Directions for this task: Among the entries below, one line contains "Need: a point on every instance of the bed, laid" and another contains "[(295, 334), (335, 236), (23, 173)]". Transcribe those two lines and every line between them, exactly.
(Beginning of Data to examine)
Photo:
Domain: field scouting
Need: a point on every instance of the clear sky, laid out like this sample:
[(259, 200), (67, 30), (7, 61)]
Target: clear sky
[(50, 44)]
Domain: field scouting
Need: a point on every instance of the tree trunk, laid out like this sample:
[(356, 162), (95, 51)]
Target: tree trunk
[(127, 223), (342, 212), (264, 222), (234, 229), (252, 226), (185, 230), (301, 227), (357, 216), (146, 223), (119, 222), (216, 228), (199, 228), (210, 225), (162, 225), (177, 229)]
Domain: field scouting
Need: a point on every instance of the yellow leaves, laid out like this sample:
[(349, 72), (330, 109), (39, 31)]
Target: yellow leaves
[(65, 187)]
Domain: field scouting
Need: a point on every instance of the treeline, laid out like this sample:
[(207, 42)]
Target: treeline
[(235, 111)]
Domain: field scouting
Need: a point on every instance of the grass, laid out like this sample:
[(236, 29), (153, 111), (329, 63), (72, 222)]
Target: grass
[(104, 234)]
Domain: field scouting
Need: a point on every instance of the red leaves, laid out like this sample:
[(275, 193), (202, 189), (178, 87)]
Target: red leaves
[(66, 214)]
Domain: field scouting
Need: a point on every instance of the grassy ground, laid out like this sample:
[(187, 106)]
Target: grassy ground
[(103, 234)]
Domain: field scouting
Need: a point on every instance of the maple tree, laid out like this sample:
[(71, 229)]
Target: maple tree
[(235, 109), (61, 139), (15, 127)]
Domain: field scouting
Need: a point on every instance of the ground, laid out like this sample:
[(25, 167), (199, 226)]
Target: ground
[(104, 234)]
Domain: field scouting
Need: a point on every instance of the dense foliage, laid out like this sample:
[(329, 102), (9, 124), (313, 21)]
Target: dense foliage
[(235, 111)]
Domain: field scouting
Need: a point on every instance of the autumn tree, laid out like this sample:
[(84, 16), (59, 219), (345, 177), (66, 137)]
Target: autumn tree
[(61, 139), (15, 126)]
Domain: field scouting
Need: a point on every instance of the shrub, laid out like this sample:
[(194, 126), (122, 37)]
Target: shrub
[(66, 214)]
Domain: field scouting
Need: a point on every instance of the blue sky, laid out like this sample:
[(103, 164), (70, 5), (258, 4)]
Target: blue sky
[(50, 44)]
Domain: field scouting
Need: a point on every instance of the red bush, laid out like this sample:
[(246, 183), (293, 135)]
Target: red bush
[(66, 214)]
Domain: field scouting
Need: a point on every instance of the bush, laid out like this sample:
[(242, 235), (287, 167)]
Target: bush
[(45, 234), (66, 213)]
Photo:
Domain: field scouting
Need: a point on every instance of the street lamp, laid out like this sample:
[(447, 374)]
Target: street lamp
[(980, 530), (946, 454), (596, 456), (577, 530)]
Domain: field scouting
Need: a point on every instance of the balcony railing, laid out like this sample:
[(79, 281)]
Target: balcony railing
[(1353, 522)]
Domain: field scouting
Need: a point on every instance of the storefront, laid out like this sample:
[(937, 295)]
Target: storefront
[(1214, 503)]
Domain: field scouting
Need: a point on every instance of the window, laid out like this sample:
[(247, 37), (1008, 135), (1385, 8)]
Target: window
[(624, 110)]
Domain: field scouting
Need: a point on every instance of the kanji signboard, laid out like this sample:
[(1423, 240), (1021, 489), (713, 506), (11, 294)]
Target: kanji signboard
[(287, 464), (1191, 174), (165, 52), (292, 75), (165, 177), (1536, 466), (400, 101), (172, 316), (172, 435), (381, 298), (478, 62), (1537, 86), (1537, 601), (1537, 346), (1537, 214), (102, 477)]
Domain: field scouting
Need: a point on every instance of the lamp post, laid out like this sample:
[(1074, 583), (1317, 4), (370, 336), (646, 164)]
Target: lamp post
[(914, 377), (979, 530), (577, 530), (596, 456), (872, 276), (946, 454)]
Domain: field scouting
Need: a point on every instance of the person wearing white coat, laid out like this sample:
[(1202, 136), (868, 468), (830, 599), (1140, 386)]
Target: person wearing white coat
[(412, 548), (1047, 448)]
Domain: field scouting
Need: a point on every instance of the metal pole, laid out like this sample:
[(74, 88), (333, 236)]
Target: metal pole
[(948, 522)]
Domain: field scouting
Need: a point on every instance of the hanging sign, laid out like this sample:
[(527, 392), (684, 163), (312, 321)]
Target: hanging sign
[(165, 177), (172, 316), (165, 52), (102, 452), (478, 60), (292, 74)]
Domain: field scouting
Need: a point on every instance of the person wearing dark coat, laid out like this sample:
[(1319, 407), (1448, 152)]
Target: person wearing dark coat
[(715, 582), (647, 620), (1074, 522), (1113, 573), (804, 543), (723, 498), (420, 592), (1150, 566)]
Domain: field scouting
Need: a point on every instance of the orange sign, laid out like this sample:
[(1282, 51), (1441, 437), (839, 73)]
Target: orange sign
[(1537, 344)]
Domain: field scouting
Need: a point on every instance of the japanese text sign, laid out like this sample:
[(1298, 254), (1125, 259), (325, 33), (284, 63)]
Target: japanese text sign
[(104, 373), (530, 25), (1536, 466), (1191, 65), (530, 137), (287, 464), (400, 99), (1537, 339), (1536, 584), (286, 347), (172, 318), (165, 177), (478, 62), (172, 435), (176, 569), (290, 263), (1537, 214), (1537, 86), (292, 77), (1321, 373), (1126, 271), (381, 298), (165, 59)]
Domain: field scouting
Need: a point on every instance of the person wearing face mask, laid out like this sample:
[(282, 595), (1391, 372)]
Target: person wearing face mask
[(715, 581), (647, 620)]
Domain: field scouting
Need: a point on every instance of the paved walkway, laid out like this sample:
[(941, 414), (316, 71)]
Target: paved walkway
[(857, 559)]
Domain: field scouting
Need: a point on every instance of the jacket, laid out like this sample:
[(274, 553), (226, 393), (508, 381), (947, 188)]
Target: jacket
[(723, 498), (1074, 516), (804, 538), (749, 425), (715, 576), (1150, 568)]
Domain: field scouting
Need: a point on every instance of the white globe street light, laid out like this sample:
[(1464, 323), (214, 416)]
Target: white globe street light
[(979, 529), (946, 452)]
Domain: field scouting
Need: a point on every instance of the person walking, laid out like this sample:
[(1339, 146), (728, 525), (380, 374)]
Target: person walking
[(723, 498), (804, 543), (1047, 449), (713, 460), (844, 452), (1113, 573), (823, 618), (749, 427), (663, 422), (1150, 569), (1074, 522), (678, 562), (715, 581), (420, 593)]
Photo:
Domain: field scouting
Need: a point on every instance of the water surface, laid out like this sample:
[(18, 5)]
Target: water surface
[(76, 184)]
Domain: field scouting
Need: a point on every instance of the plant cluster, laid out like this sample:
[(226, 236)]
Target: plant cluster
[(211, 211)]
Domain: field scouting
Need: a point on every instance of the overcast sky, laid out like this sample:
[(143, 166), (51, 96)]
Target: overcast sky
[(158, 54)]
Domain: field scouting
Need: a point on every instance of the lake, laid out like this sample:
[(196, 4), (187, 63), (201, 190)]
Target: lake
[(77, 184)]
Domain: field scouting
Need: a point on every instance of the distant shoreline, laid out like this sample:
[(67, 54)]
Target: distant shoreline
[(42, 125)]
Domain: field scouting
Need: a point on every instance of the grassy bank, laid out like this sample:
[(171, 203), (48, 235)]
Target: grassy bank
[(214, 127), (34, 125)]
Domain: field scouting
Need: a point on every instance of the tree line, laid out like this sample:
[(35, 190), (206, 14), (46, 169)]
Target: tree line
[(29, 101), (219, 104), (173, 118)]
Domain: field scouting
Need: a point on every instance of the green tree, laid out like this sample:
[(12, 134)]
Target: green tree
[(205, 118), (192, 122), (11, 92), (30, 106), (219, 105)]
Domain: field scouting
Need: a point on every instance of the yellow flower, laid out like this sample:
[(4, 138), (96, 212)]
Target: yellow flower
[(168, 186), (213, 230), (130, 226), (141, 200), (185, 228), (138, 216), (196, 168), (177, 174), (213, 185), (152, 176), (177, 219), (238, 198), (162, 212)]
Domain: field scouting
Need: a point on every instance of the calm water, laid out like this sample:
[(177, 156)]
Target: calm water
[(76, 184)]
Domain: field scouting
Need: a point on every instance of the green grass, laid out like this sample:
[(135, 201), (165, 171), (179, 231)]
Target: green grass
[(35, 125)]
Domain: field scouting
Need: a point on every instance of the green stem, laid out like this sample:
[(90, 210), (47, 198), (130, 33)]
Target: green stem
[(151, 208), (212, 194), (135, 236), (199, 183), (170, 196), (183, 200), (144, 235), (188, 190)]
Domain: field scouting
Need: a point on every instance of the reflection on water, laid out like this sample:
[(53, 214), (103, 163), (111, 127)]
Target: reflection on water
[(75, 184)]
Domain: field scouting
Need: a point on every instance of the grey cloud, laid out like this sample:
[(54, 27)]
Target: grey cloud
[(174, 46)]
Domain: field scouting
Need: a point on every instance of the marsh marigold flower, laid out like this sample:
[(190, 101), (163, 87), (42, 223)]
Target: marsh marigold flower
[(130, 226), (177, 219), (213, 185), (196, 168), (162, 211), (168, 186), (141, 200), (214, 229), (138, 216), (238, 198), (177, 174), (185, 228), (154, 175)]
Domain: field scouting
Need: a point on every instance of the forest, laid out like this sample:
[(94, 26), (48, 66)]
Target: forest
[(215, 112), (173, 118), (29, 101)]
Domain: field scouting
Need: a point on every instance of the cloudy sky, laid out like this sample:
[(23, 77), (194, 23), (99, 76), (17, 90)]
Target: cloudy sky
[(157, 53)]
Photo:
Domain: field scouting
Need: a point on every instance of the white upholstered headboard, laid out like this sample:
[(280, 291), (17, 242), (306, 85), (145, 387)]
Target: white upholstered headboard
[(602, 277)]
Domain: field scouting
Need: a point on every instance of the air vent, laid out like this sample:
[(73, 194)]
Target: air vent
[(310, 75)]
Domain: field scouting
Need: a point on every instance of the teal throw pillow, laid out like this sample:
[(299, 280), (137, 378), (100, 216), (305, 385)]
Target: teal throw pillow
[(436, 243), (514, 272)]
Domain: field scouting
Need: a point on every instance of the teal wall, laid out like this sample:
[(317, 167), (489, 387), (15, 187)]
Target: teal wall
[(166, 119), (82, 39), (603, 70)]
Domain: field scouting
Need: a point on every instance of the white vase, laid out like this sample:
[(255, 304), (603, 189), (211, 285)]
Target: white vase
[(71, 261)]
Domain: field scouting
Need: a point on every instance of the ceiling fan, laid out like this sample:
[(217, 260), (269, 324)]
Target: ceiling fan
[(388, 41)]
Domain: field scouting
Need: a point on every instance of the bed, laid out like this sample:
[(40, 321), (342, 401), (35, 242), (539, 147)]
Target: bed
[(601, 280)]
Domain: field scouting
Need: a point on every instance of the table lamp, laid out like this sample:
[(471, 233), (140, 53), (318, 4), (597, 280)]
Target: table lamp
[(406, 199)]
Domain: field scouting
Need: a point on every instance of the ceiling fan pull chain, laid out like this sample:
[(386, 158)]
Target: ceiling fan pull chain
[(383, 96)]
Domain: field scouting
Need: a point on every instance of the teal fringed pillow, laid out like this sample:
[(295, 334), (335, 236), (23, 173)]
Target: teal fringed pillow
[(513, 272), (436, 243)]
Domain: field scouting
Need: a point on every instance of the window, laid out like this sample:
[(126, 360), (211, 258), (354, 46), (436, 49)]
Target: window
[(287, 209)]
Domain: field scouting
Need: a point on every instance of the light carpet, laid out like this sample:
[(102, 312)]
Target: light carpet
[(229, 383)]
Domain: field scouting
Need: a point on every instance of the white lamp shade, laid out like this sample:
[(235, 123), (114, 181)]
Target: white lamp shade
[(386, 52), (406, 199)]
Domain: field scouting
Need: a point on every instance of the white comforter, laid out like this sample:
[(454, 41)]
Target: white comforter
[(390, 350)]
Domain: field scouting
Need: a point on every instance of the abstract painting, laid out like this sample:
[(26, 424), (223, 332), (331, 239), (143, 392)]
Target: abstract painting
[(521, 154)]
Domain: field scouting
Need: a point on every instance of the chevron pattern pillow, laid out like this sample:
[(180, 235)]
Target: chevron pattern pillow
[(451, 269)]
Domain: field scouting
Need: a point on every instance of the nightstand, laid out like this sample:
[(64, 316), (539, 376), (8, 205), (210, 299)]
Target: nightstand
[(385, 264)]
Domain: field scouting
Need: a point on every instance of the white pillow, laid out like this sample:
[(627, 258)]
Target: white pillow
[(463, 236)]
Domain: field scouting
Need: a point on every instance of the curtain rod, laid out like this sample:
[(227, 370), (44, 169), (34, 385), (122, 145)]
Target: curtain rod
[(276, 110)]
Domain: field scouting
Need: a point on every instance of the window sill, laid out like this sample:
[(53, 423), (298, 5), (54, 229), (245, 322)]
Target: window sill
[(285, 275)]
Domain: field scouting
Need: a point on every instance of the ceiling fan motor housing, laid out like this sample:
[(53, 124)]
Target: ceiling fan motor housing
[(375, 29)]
(End of Data to examine)
Answer box:
Need: a point on every instance of the bed, laid out like this sample:
[(40, 321), (342, 401), (35, 242), (539, 147)]
Target: bed
[(601, 280)]
Domain: field scouting
Need: a point on every instance of the table lamp, laid out like this sample:
[(471, 233), (140, 53), (318, 4), (597, 280)]
Target: table lamp
[(406, 199)]
Domain: field scouting
Need: a point on every instance of the ceiling fan pull chain, laid out like this sample:
[(386, 158)]
Target: ceiling fan pull chain
[(383, 96)]
Domain: field scouting
Need: a point on every instance of the teal fringed pillow, laid out like this sample:
[(295, 334), (335, 236), (23, 173)]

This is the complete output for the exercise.